START EXCERPT

Going, Going, . . .


Two of my college age grandchildren just cannot seem to get Covid. No, I do not mean the vaccine, but rather I am referring to the actual virus. You might think that is a good thing, but au contraire, it is not. Each has been in very close quarters on numerous occasions with friends and roommates who have tested positive for the virus. Keep in mind that their individual risk from Covid is extremely low, and each time they are exposed to someone with the virus, the result is that each one is in quarantine for two weeks. I have lost track of how many times each of them has been quarantined for two weeks  . . . in two different states. Repeated Covid tests (for the 21 year old, seven separate Covid tests) – all negative.

They have both gotten antibody tested, and both are negative, and according to present knowledge, this means that they have not been previously infected. How can this be especially with a virus that is supposed to be very infectious? Is it possible that an individual could have been infected with Covid, and not be antibody positive?

A recent article from the Wall Street Journal by Dr. Marty Makary addresses this issue as well as the recent plummeting of Covid cases.

(Dr. Makary is a professor at the Johns Hopkins School of Medicine and Bloomberg School of Public Health.)

END EXCERPT
START SUPPLIED RECORDS

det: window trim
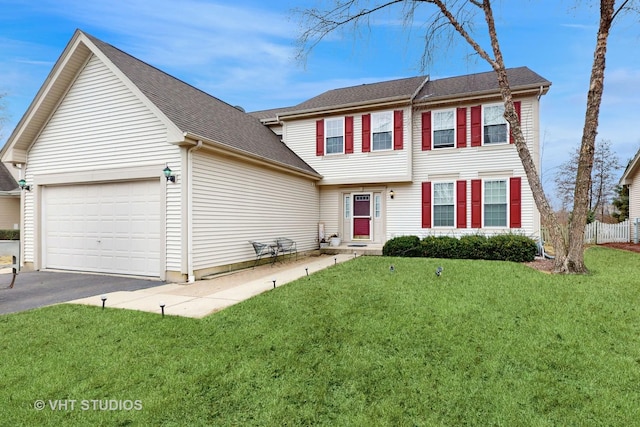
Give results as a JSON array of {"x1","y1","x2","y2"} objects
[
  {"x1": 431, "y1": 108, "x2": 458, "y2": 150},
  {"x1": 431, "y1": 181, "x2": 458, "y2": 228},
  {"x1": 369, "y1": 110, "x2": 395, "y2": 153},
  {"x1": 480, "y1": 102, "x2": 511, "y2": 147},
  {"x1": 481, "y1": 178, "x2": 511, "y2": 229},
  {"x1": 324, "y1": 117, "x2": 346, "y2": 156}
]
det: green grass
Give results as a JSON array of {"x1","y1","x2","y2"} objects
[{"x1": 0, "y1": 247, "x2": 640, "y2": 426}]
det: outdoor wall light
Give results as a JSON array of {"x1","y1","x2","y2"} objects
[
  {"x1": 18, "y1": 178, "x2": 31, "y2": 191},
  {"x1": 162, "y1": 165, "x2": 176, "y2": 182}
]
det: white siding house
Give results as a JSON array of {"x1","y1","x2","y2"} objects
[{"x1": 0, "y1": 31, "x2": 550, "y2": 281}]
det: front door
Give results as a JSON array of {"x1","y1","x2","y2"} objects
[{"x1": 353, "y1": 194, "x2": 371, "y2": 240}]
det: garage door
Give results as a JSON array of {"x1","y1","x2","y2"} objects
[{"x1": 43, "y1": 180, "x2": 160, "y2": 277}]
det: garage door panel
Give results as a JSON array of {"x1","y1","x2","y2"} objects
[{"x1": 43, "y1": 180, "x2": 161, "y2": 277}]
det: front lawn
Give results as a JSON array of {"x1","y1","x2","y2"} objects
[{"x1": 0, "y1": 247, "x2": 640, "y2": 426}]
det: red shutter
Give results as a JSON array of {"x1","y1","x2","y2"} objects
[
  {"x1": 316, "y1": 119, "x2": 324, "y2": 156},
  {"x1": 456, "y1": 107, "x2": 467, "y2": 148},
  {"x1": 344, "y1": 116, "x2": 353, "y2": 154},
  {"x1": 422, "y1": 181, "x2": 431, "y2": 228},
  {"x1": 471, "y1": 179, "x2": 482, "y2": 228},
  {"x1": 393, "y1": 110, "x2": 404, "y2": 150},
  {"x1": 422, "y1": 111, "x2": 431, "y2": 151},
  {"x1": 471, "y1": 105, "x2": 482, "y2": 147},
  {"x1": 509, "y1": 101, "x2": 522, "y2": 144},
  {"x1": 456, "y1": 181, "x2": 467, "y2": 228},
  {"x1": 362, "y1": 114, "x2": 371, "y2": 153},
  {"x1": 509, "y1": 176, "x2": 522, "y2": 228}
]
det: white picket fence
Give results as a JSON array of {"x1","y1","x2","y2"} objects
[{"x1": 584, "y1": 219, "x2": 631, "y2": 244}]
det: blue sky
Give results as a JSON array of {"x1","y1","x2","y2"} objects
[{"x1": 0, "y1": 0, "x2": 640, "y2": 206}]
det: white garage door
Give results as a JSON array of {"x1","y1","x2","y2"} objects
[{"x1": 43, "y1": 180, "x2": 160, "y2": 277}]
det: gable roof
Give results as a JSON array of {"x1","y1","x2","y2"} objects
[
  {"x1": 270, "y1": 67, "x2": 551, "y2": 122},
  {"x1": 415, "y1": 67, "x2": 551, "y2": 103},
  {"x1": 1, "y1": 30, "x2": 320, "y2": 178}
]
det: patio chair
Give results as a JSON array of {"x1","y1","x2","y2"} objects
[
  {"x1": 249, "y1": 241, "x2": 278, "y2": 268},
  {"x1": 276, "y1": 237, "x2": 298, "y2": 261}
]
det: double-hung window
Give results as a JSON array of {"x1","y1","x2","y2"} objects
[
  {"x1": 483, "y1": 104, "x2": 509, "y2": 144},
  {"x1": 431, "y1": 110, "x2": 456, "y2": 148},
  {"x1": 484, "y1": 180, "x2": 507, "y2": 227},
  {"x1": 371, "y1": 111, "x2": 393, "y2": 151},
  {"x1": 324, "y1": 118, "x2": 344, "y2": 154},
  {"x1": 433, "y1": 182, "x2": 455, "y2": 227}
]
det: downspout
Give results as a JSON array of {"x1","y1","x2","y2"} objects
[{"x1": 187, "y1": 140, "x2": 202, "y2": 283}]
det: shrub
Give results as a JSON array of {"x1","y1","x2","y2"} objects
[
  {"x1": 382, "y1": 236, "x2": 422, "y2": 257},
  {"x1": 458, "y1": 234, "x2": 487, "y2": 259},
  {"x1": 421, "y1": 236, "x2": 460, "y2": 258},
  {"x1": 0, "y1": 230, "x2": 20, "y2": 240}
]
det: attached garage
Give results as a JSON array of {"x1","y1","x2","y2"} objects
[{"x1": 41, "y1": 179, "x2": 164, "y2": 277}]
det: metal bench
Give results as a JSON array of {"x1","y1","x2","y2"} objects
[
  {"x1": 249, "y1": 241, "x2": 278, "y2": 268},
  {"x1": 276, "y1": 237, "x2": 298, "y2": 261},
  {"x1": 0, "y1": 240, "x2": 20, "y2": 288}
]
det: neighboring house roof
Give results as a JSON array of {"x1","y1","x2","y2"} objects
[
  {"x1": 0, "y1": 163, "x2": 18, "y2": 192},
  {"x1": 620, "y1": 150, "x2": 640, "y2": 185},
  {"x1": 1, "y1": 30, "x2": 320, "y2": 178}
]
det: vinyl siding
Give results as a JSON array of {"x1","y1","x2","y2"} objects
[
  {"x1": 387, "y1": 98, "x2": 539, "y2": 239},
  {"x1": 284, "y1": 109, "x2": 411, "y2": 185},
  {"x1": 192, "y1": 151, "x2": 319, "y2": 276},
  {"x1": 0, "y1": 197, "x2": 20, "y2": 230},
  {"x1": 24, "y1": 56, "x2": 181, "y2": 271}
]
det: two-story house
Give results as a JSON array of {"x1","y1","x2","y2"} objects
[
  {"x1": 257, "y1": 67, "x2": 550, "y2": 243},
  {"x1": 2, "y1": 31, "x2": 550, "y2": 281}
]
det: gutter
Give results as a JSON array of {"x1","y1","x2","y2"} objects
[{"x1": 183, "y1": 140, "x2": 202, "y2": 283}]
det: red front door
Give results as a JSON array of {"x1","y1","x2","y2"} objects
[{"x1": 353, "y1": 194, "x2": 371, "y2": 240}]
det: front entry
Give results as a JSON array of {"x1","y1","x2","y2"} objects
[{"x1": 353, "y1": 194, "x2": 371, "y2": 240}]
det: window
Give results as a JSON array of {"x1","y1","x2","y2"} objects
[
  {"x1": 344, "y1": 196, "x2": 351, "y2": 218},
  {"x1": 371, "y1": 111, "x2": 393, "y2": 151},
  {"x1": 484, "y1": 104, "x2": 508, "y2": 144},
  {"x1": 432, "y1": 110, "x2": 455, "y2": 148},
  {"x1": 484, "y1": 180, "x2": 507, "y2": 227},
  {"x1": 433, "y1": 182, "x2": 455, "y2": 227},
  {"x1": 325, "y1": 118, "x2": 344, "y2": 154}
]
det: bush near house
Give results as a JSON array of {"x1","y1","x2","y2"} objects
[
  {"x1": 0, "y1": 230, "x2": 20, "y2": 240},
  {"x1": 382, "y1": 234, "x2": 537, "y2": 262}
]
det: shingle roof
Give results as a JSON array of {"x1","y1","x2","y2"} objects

END SUPPLIED RECORDS
START SUPPLIED RECORDS

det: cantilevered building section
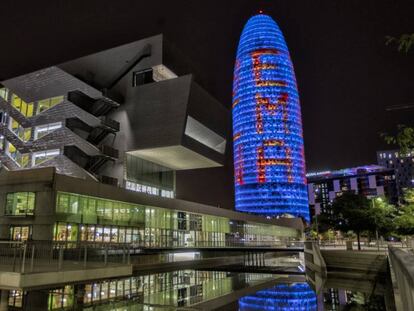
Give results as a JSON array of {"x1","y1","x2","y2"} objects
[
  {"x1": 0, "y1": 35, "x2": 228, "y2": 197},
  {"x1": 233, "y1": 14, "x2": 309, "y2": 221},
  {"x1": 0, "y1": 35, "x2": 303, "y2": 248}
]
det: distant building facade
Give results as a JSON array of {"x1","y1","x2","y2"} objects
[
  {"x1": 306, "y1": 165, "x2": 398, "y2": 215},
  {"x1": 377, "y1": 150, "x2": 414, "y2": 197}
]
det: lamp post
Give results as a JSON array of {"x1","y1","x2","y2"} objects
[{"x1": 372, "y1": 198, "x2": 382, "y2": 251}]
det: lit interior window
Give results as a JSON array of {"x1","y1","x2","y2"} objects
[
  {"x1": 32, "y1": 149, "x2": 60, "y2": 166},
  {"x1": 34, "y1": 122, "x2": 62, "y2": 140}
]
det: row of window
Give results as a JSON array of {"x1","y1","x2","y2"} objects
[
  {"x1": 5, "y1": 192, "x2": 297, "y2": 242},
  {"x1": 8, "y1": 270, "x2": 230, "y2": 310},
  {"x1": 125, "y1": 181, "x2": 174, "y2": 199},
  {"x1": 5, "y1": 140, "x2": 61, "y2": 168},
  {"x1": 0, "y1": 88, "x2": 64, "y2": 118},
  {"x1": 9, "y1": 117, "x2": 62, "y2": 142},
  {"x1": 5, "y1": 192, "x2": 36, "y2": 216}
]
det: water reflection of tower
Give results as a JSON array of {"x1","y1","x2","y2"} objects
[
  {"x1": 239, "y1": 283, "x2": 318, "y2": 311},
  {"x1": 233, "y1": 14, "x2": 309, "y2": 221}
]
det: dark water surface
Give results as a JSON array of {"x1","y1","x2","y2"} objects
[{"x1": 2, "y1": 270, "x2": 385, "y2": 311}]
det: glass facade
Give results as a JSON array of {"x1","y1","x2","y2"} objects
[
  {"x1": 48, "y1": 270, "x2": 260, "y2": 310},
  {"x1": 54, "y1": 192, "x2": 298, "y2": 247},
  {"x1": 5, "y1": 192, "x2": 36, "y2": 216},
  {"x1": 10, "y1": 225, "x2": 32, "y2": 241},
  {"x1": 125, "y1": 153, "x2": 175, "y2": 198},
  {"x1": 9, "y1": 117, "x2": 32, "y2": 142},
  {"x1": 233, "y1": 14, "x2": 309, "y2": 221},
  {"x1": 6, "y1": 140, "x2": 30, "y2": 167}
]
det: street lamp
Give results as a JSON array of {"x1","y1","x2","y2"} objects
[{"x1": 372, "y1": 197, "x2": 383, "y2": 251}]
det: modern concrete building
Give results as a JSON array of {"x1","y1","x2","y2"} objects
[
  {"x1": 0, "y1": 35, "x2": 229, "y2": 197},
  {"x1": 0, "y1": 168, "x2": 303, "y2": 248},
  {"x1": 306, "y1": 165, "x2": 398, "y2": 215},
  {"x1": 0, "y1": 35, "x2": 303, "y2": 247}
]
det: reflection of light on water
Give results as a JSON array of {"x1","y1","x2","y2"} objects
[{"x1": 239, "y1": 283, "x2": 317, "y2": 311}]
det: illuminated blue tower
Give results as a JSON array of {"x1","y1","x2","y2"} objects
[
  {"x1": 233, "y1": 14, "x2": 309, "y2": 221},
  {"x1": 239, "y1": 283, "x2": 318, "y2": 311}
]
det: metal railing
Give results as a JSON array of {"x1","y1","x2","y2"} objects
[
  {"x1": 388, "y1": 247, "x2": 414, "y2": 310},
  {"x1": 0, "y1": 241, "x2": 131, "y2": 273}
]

END SUPPLIED RECORDS

#### QUESTIONS ON THE MATERIAL:
1 > In the essay about the grandchildren who never caught Covid, how many separate Covid tests did the 21 year old take?
2 > Continue the essay about the grandchildren who never caught Covid, starting after its final sentence.

#### ANSWERS IN ORDER:
1 > Seven, and all were negative.

2 >
Why the recent dramatic drop in the number of cases? This decrease is occurring despite a number of things which would make one think that the opposite should be occurring. It is still winter, and in many parts of the country people are continuing to spend a lot of time indoors, as opposed to being outdoors where transmission is less. In addition in many parts of the country businesses are starting to open. Restaurants are opening. (Twice in the last two weeks I have eaten indoors at a restaurant.) Beauty Salons and barbershops are again seeing customers. Mask wearing and social distancing remain in vogue without any recent apparent change. From my personal unscientific observation there has not been any decrease in the number of people frequenting Costco or Walmart.

This significant decrease in the number of cases should not be happening . . . but yet it is! Why?

From Dr. Makary’s WSJ article:

“The consistent and rapid decline in daily cases since Jan. 8 can be explained only by natural immunity. Behavior didn’t suddenly improve over the holidays; Americans traveled more over Christmas than they had since March. Vaccines also don’t explain the steep decline in January. Vaccination rates were low and they take weeks to kick in.”

Dr. Makary questions, “Could the reason for the recent dramatic decrease in the number of new infections be because we are approaching herd immunity.”

Herd immunity! How can that be? 

The various estimates on the number needed to achieve herd immunity range from 60-80%, and certainly we cannot be close to that number with the relatively low percent of positive antibody tests. Even adding in the the 15% of Americans have received the vaccine, no way can we be close to the number needed for herd immunity, can we? Could antibody studies underestimate natural immunity. Antibody testing doesn’t capture antigen-specific T-cells, which develop “memory” once they are activated by the virus. (Survivors of the 1918 Spanish flu were found in 2008—90 years later—to have memory cells still able to produce neutralizing antibodies.)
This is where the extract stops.